### Enunciado 1
No texto sobre o termo "bolsonarista", que expressões aparecem entre parênteses como exemplos do uso da palavra como adjetivo?
### Enunciado 2
Prossiga com o texto sobre o termo "bolsonarista", escrevendo a partir da última frase apresentada.

### Texto de leitura
Como qualquer nome próprio pode dar origem a termos terminados no par "-ismo"/ "-ista", é compreensível que os lexicógrafos não se apressem a registrar "bolsonarismo" e "bolsonarista" em seus dicionários, mesmo diante da inegável frequência dessas palavras na boca do povo. No momento em que este texto é escrito, registram-se no Google 10 milhões de entradas para "bolsonarista" e 3,3 milhões para "bolsonarismo". Não deixa de ser interessante observar que "bolsonarista" tem o triplo de registros de "bolsonarismo". Por que será?

Uma hipótese é que "bolsonarismo", por ser um substantivo abstrato, seja usado por analistas políticos ou sociólogos que estudam o fenômeno, enquanto "bolsonarista" aparece na boca do povo o tempo todo, tanto como substantivo (um bolsonarista/ uma bolsonarista) como na condição de adjetivo (campanha bolsonarista, tática bolsonarista, político bolsonarista e o popularíssimo "gado bolsonarista", que atinge 204 mil ocorrências até o momento).

Convém considerar que os números do Google são modestos ante a quantidade de vezes que as pessoas proferem essa palavra em conversas diárias, transmissões de internet, mensagens trocadas em aplicativos. Isso comprova que o termo tem grande utilidade na comunicação, portanto pode-se imaginar que seu significado esteja razoavelmente estabelecido. Será?

Um pequeno apanhado de situações de emprego coletadas em reportagens da própria Folha pode ajudar a equacionar o problema da definição. Em uma reportagem do caderno cultural sobre o novo livro de um escritor, vemos o seguinte trecho: "Talvez não seja a escolha de presente mais apropriada para aquele tio bolsonarista –ou talvez seja exatamente o melhor presente, já que, lendo as desventuras cheias de espanto e solidão, mas também de violência, virilidade e narcisismo do personagem, seu tio será obrigado a se reconhecer".

A imagem do "tio bolsonarista" foi associada ao personagem da trama, cujas "desventuras cheias de espanto e solidão, mas também de violência, virilidade e narcisismo", obrigariam o leitor enquadrado nesse perfil a se reconhecer. Temos aqui uma pista sobre o significado de "bolsonarista", termo do qual sai um link para outro texto do jornal. Quem clicar em "bolsonarista" nesse parágrafo será conduzido ao texto intitulado "Pesquisador do Datafolha é agredido com chutes e socos por bolsonarista no interior de SP". Mais pistas sobre o que vem a ser um "bolsonarista".

### Dados registrados
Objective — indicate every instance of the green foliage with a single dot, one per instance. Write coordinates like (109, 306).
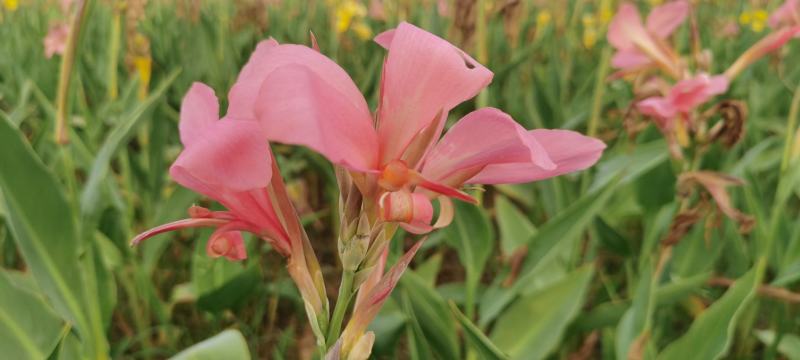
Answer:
(550, 269)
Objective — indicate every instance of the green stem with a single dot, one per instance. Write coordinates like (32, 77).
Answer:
(794, 112)
(65, 73)
(342, 303)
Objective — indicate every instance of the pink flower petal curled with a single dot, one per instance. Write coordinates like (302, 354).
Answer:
(482, 137)
(625, 24)
(228, 154)
(199, 109)
(227, 243)
(297, 106)
(664, 19)
(569, 150)
(269, 56)
(424, 75)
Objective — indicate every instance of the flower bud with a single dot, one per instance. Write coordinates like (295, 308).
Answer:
(406, 207)
(363, 347)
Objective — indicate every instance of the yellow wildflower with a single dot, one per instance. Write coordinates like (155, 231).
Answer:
(346, 12)
(11, 5)
(144, 68)
(606, 12)
(745, 18)
(543, 18)
(362, 30)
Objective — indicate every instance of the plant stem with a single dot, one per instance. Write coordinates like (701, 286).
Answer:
(342, 303)
(794, 112)
(65, 73)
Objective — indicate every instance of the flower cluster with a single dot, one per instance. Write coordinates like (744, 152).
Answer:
(391, 163)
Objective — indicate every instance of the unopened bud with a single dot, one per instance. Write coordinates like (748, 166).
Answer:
(363, 348)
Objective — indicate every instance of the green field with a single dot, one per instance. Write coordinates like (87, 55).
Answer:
(681, 242)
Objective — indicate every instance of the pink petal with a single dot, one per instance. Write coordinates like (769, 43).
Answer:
(691, 93)
(177, 225)
(424, 76)
(569, 150)
(199, 109)
(297, 106)
(626, 24)
(482, 137)
(658, 107)
(269, 56)
(664, 19)
(630, 58)
(229, 155)
(227, 243)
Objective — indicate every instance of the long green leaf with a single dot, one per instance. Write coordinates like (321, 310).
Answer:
(710, 335)
(476, 338)
(29, 329)
(90, 198)
(229, 345)
(533, 325)
(44, 228)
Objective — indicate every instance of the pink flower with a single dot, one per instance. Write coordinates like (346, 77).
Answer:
(301, 97)
(227, 160)
(644, 45)
(56, 40)
(787, 14)
(684, 97)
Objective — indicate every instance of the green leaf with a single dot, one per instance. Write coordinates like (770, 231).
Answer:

### Resposta final 1
campanha bolsonarista, tática bolsonarista, político bolsonarista e gado bolsonarista

### Resposta final 2
Na lista de doadores individuais da campanha do candidato bolsonarista (ou seja, apoiado por Bolsonaro) em São Paulo, segundo outra reportagem, aparece, ao lado do empresário Abílio Diniz e do sobrinho do torturador Brilhante Ustra, o "ex-piloto bolsonarista Nelson Piquet". Dos três o único que recebeu o adjetivo "bolsonarista" foi Nelson Piquet, embora a contribuição maior para o candidato tenha sido a do empresário, que desembolsou o equivalente a dez vezes o valor doado pelo sobrinho de Ustra e o dobro do que doou Piquet. O uso do adjetivo tem explicação: dele também sai um link, desta vez remetendo a uma notícia sobre Piquet ter sido denunciado ao Ministério Público por falas racistas. Mais uma pista.

Vejamos mais uma reportagem, que começa assim: "Um vídeo recente que circulou pelas redes sociais também ajudou a levar o tema para o campo eleitoral. Na gravação, um bolsonarista informa a uma mulher que ela não receberia mais doações de alimentos por declarar voto no ex-presidente Lula". O bolsonarista em questão é, mais que um eleitor declarado de Bolsonaro, um tipo arrogante e abjeto, que, no entanto, acabou pedindo desculpas pelo que fez.

O jornalista Elio Gaspari termina uma de suas colunas com a frase "Nada se compara à intolerância bolsonarista, mas ela não é a única". Nesse registro, "bolsonarista" adjetiva o substantivo "intolerância", à maneira de um epíteto de natureza (como em "noite escura", "sol brilhante" etc.), em que o adjetivo não acrescenta uma ideia nova, mas enfatiza algo que já é próprio do substantivo. Nesse caso, "intolerância" seria mais um traço do "bolsonarista".

Marcos Cintra, o vice da candidata Soraya Thronicke, a qual se apresenta como bolsonarista arrependida, afirmou, em entrevista à coluna Painel S.A., sobre seu voto em eventual segundo turno: "Frente à alternativa, eu acho que a visão bolsonarista combina mais com o meu modo de pensar do que o grupo do PT. Não com o meu modo de comportamento, mas de pensamento". Temos aqui um caso interessante, pois o entrevistado distingue a ideologia bolsonarista do comportamento bolsonarista. E agora, José?


É claro que um levantamento de todos os significados possíveis e em uso seria uma tarefa complexa a realizar. Desta diminuta amostra –e dos exemplos que virão à mente do leitor– podemos tirar algumas conclusões.

Em primeiro lugar, "bolsonarista", como adjetivo, refere-se a bolsonarismo (político bolsonarista) e ao próprio Bolsonaro (campanha bolsonarista) e, como substantivo, ao adepto do bolsonarismo, ao apoiador das ideias de Bolsonaro ou ao admirador de Bolsonaro. Em segundo lugar, "bolsonarista" tem marcante uso pejorativo, associado às ideias de truculência, violência, racismo (a que se acrescem misoginia, machismo e homofobia, ainda que não nesta amostra), arrogância, intolerância, grosseria.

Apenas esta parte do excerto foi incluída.